++++ Given data ++++
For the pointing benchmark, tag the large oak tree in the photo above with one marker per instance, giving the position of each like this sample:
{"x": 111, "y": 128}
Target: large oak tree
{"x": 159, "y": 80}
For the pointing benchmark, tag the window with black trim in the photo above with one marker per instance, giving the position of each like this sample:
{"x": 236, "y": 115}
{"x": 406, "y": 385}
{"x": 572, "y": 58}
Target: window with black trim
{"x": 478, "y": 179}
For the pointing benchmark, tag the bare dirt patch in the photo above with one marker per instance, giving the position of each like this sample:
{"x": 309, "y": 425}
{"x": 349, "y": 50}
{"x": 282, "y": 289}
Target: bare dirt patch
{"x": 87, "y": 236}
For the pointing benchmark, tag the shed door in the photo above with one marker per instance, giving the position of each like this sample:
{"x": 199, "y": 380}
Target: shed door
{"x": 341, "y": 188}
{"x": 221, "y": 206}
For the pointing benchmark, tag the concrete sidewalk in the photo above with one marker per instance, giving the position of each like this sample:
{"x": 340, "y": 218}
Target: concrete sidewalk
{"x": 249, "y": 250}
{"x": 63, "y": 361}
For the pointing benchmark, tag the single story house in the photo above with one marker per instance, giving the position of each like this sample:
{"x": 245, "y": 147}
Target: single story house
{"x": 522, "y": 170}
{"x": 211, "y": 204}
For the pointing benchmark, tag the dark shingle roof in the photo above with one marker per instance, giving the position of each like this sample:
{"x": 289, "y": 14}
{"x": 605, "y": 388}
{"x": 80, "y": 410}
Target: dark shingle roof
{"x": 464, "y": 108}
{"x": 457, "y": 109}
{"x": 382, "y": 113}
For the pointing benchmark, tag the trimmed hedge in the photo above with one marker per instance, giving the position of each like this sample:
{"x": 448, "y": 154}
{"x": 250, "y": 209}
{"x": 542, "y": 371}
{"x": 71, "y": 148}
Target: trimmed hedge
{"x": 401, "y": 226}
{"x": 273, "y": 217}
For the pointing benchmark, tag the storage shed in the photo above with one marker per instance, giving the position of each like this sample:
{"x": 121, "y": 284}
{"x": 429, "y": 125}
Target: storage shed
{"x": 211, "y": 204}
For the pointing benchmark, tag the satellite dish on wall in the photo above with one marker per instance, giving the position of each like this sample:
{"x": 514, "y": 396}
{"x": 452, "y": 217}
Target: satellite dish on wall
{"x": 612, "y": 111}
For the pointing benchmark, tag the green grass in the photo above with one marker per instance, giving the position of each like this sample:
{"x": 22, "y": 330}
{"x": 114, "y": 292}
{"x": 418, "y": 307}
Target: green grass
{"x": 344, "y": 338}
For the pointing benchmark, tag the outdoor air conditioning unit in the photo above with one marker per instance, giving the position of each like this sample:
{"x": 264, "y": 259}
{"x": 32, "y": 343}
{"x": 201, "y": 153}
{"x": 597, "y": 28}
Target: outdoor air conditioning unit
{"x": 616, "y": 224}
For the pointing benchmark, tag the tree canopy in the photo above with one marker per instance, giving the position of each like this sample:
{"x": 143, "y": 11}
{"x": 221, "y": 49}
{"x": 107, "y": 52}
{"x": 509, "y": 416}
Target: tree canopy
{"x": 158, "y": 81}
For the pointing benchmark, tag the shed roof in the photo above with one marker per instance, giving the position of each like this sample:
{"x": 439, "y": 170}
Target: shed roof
++++
## What to do
Extract each entry in full, exactly as given.

## Response to the exercise
For the pointing benchmark, tag the large oak tree in the photo above with one marker per instance, giving the position of each like this sample:
{"x": 111, "y": 128}
Target: large oak tree
{"x": 159, "y": 80}
For the pointing benchmark, tag the window with black trim in the photo above with one marker per instance, giving the position of each like this sample:
{"x": 236, "y": 115}
{"x": 406, "y": 385}
{"x": 572, "y": 58}
Target: window with black trim
{"x": 478, "y": 179}
For the pointing benchmark, tag the bare dirt patch in the photo above with one marker per instance, giving the position of each like this sample:
{"x": 309, "y": 425}
{"x": 349, "y": 50}
{"x": 282, "y": 289}
Target: bare dirt patch
{"x": 87, "y": 236}
For the pointing benchmark, tag the shed door in the photo above with one marker per instance, giving the position of each like this sample:
{"x": 199, "y": 380}
Target: shed door
{"x": 341, "y": 188}
{"x": 221, "y": 206}
For the pointing benchmark, tag the concrete sidewalk in the photo above with one marker per instance, giving the position of each like this sample:
{"x": 340, "y": 218}
Target: concrete sidewalk
{"x": 249, "y": 250}
{"x": 63, "y": 361}
For the pointing benchmark, tag the single story house in the photo above with one marker per instance, giving the position of each like this sample:
{"x": 245, "y": 147}
Target: single story house
{"x": 522, "y": 170}
{"x": 211, "y": 204}
For the pointing benchmark, tag the dark shingle roof in the photo above with one marker per instance, giving the position of each like this sample:
{"x": 289, "y": 14}
{"x": 605, "y": 388}
{"x": 80, "y": 410}
Target: dark shingle roof
{"x": 464, "y": 108}
{"x": 457, "y": 109}
{"x": 382, "y": 113}
For the pointing benchmark, tag the trimmed hedge in the photo above with one marker per instance, giving the position of each like this sample:
{"x": 448, "y": 154}
{"x": 250, "y": 209}
{"x": 542, "y": 371}
{"x": 71, "y": 148}
Target: trimmed hedge
{"x": 401, "y": 226}
{"x": 273, "y": 217}
For the pointing benchmark, tag the storage shed in the photo above with one marker per instance, giving the position of each like this sample:
{"x": 121, "y": 284}
{"x": 429, "y": 125}
Target: storage shed
{"x": 211, "y": 204}
For the pointing benchmark, tag the satellite dish on wall in the photo above with one marker per instance, giving the position of each like this sample:
{"x": 514, "y": 396}
{"x": 452, "y": 217}
Target: satellite dish on wall
{"x": 612, "y": 111}
For the pointing benchmark, tag the green grass in the photo above with one marker per instance, giving the position of each like this sample:
{"x": 22, "y": 330}
{"x": 114, "y": 292}
{"x": 418, "y": 307}
Target: green grass
{"x": 344, "y": 338}
For the pointing benchmark, tag the outdoor air conditioning unit in the photo above with one marker per instance, giving the position of each like this sample:
{"x": 264, "y": 259}
{"x": 32, "y": 343}
{"x": 201, "y": 153}
{"x": 597, "y": 28}
Target: outdoor air conditioning unit
{"x": 616, "y": 224}
For the pointing benchmark, tag the tree canopy in the photo above with one marker per instance, giving the position of each like this sample:
{"x": 143, "y": 11}
{"x": 221, "y": 49}
{"x": 107, "y": 52}
{"x": 509, "y": 416}
Target: tree canopy
{"x": 158, "y": 81}
For the pointing benchmark, tag the shed roof in the photo above with one marker per instance, giving the position of each like this sample:
{"x": 439, "y": 170}
Target: shed roof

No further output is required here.